Work instructions: Copy the entries from the line containing "one marker per instance, written like [403,33]" through the end of the entries, and swap "Target" for "Object" with nothing else changed.

···

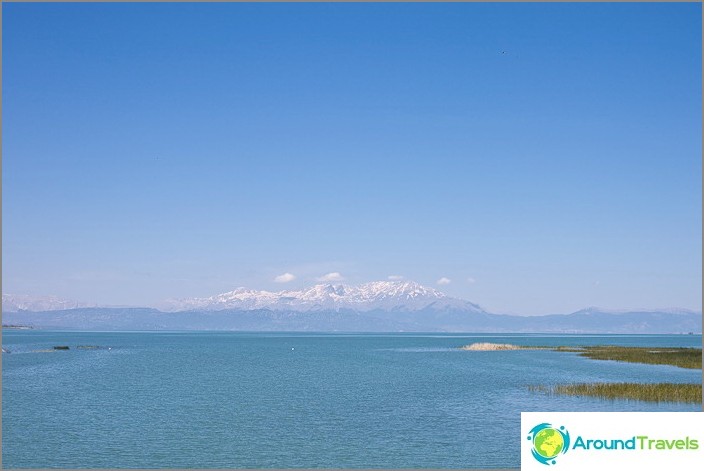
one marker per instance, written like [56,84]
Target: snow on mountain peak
[376,295]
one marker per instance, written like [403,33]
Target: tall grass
[682,357]
[655,392]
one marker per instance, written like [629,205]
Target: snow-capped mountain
[23,302]
[378,295]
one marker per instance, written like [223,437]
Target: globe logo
[548,442]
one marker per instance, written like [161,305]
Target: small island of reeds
[652,392]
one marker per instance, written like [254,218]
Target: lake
[284,400]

···

Result of the task:
one marker per instance, written like [403,33]
Object: tall grass
[682,357]
[655,392]
one marker per instance, written like [629,205]
Object: snow-capped mountain
[23,302]
[378,295]
one marker per instance, written like [223,437]
Object: globe logo
[548,442]
one marker per instance, written like [161,305]
Object: small island of reeds
[652,392]
one marker per instance, written like [254,218]
Object: lake
[284,400]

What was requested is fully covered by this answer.